Corn prices in the DEC18 contract battle to keep their head above $3.50 per bushel. New lows were posted last Thursday at $3.48^6. The bulls are hoping our historical tendency to bottom out sometime between mid-August to early-October will come sooner rather than later.
The USDA's most recent record yield forecast at 181.3 bushels per acre, adding another +241 million bushels to production, is certainly not helping things and hard for the bulls to digest. Especially when you throw on talk of U.S. producers increasing acreage next year and ending stocks currently at a comfortable +1.7 billion bushels. Demand remains extremely strong, but lack of a wide-spread weather story and no real global growth headlines or feeling that the funds want to be long, works to limit bullish momentum.
There's only so much heavy lifting we can place on "demand", eventually we have to have help from weather to create some talk of supply hiccups, and some strength from the larger macro bullish funds. We just don't have those headlines right now. In fact, the corn market feels somewhat lost to me and searching for direction. Unfortunately, as it drifts, I continue to see it glancing over at the soybean market. The lower soybeans prices travel, I suspect the lower corn prices drift.

= = = =

### REQUESTS
[1] List every yield or quantity figure in the corn market commentary that is measured in bushels, excluding prices, and say what each one refers to.
[2] Turn the corn market commentary's paragraph beginning "The USDA's most recent record yield forecast" into a short bulleted list that keeps its main facts.
Work only from the corn market commentary.

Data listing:
= = = =

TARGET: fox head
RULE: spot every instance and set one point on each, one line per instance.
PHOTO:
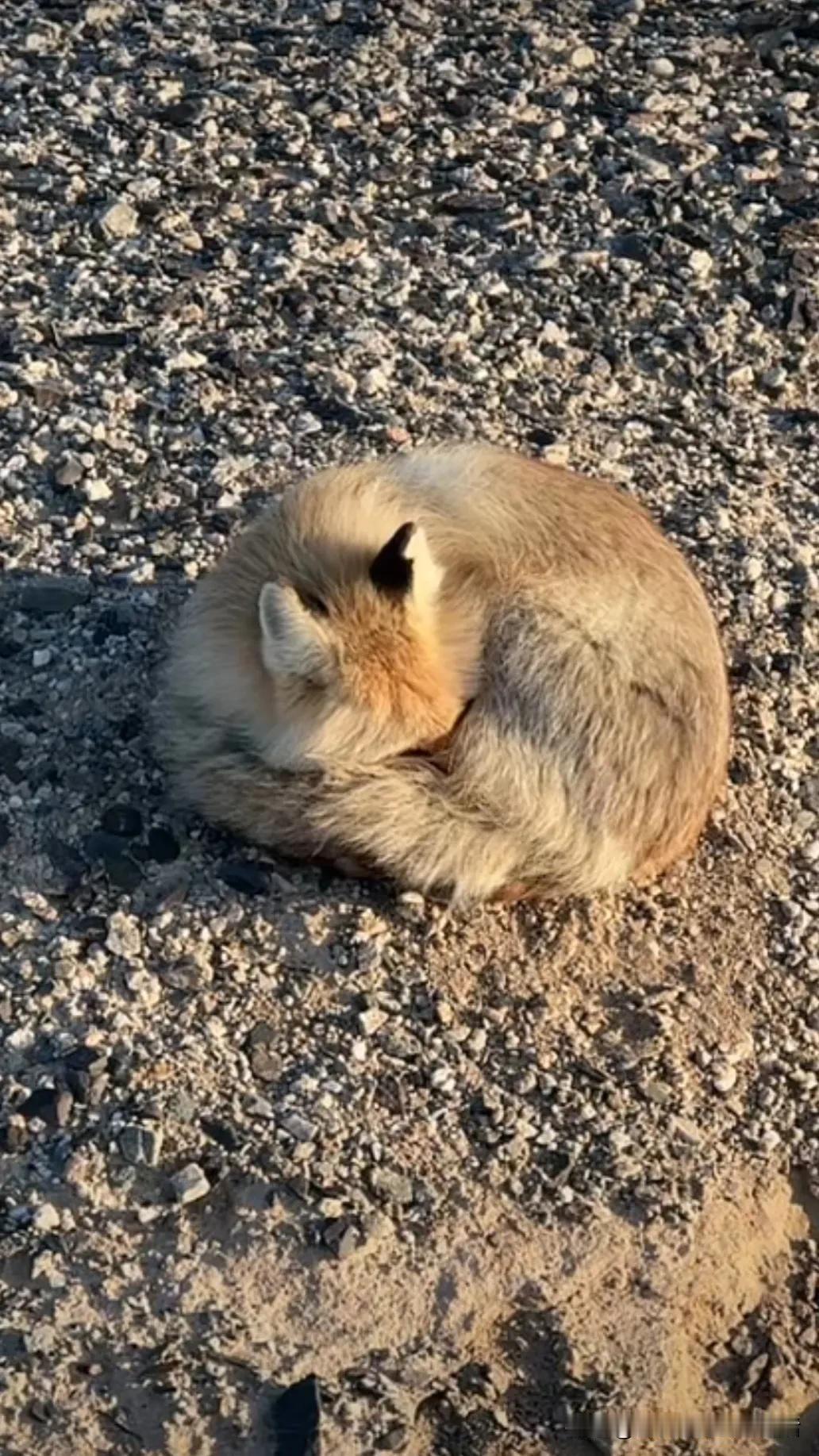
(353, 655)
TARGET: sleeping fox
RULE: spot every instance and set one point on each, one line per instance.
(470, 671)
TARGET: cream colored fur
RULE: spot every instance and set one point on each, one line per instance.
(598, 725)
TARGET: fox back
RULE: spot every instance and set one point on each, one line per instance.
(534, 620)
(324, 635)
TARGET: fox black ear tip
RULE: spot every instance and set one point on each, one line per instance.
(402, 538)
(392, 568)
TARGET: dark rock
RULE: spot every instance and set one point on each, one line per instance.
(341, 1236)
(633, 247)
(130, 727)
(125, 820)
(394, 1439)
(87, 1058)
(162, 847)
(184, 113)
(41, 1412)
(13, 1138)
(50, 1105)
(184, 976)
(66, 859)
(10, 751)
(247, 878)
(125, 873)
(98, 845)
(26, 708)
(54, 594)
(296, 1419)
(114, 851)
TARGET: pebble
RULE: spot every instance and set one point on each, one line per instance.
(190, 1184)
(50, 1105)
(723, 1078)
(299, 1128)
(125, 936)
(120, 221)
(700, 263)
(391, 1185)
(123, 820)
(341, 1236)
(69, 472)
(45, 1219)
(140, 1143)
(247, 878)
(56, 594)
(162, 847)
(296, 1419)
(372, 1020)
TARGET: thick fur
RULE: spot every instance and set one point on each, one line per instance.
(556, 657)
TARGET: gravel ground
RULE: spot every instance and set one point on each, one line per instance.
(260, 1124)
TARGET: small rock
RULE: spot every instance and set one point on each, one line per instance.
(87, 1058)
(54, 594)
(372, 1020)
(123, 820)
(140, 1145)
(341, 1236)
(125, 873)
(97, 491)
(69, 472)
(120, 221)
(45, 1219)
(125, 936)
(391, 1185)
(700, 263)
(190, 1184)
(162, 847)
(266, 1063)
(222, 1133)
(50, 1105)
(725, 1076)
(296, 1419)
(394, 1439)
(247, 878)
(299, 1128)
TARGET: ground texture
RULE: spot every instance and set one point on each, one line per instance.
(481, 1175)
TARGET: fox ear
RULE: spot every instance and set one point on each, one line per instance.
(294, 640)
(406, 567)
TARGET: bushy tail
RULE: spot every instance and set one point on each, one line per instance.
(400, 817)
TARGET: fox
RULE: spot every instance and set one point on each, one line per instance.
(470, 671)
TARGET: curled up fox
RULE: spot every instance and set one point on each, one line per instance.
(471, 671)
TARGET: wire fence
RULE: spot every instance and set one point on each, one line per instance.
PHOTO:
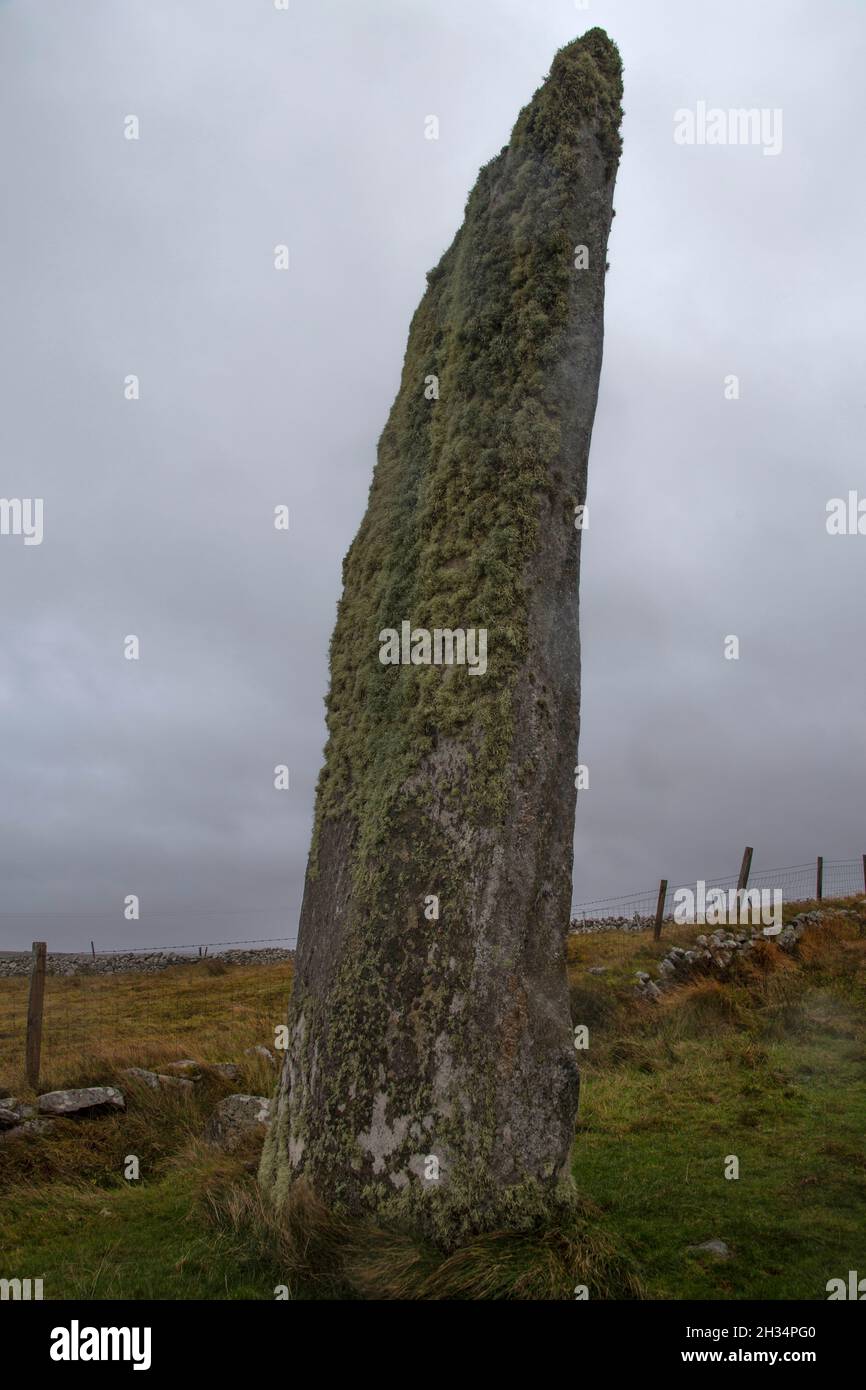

= = = =

### SOLVED TASKS
[1]
- 181.3 bushels per acre: the USDA's most recent record yield forecast
- +241 million bushels: the amount that forecast adds to production
- +1.7 billion bushels: current ending stocks

[2]
- The USDA's record yield forecast of 181.3 bushels per acre adds +241 million bushels to production, which hurts the bulls.
- There is also talk of U.S. producers increasing acreage next year.
- Ending stocks are at a comfortable +1.7 billion bushels.
- Demand remains extremely strong.
- Bullish momentum is limited by the lack of a widespread weather story, the absence of real global growth headlines, and no feeling that the funds want to be long.